§ **Text block**
Joykrishnapur is a  village in the Bishnupur CD block in the Bishnupur subdivision of the Bankura district in the state of West Bengal, India.

A Medieval Survey of History

A beautiful Garuda pillar of 12th‒13th-century was found at Joykrishnapur which is a part of the Bishnupur capital, now preserved in the Bishnupur Museum. Apart from these, Ayudhapurusha and Sankhapurusa have been found, which are associated with symbols of Vishnu.

Geography

Location
Joykrishnapur is located at .

Area overview
The map alongside shows the Bishnupur subdivision of Bankura district. Physiographically, this area has fertile low lying alluvial plains. It is a predominantly rural area with 90.06% of the population living in rural areas and only 8.94% living in the urban areas. It was a part of the core area of Mallabhum.

Note: The map alongside presents some of the notable locations in the subdivision. All places marked in the map are linked in the larger full screen map.

§ **Assigned task A**
Using the Joykrishnapur text, answer each of these:
(i) In which museum is the Garuda pillar kept?
(ii) Which state of India is the village in?
(iii) The Bishnupur subdivision was part of the core area of what?
§ **Assigned task B**
Echo the stretch of the Joykrishnapur text from "Area overview" through "full screen map.", word for word.

§ **Record extracts**
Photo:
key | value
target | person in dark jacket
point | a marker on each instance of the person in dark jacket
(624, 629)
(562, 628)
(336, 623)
---
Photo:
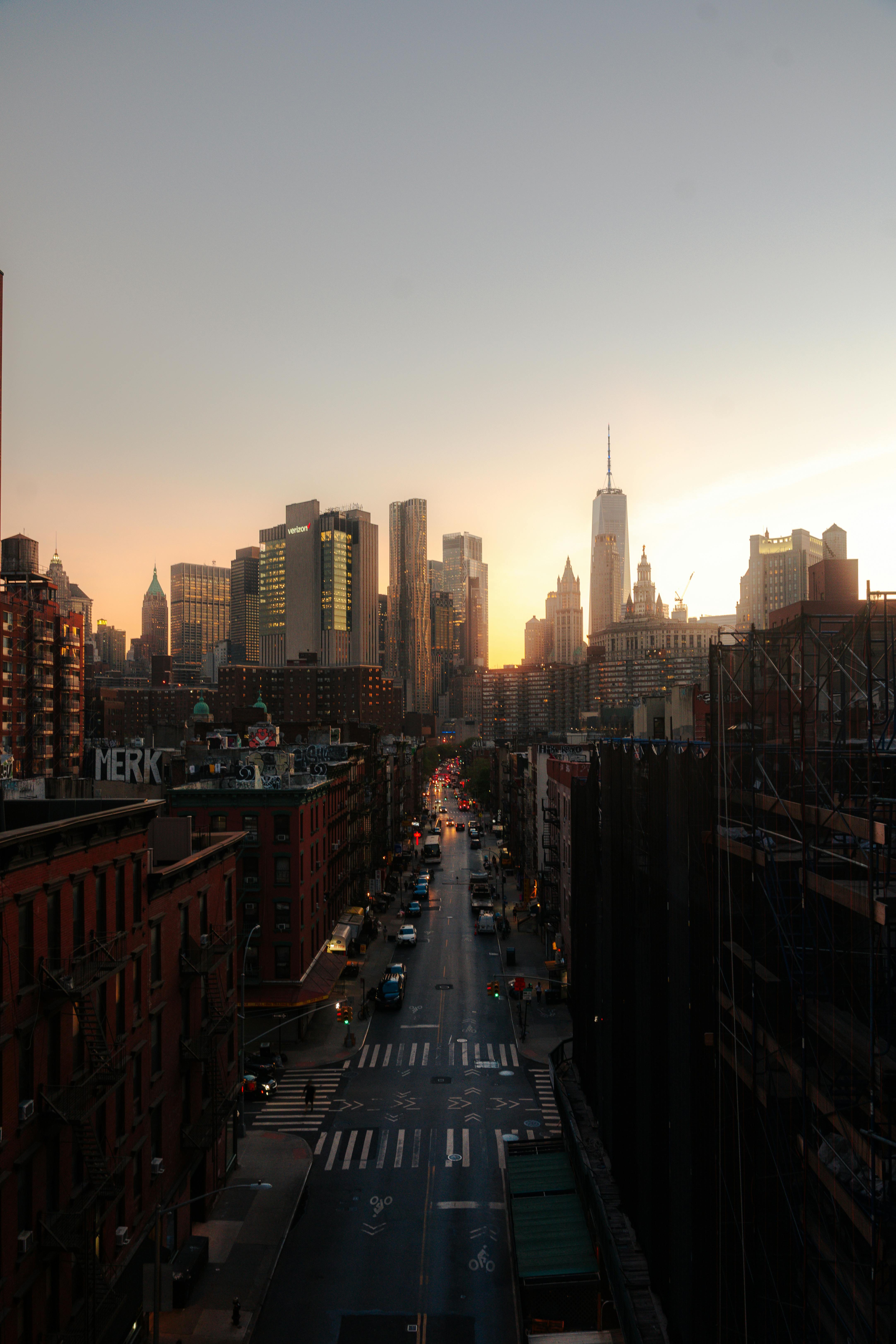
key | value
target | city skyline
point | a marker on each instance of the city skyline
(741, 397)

§ **Output A**
(i) The Bishnupur Museum
(ii) West Bengal
(iii) Mallabhum

§ **Output B**
Area overview
The map alongside shows the Bishnupur subdivision of Bankura district. Physiographically, this area has fertile low lying alluvial plains. It is a predominantly rural area with 90.06% of the population living in rural areas and only 8.94% living in the urban areas. It was a part of the core area of Mallabhum.

Note: The map alongside presents some of the notable locations in the subdivision. All places marked in the map are linked in the larger full screen map.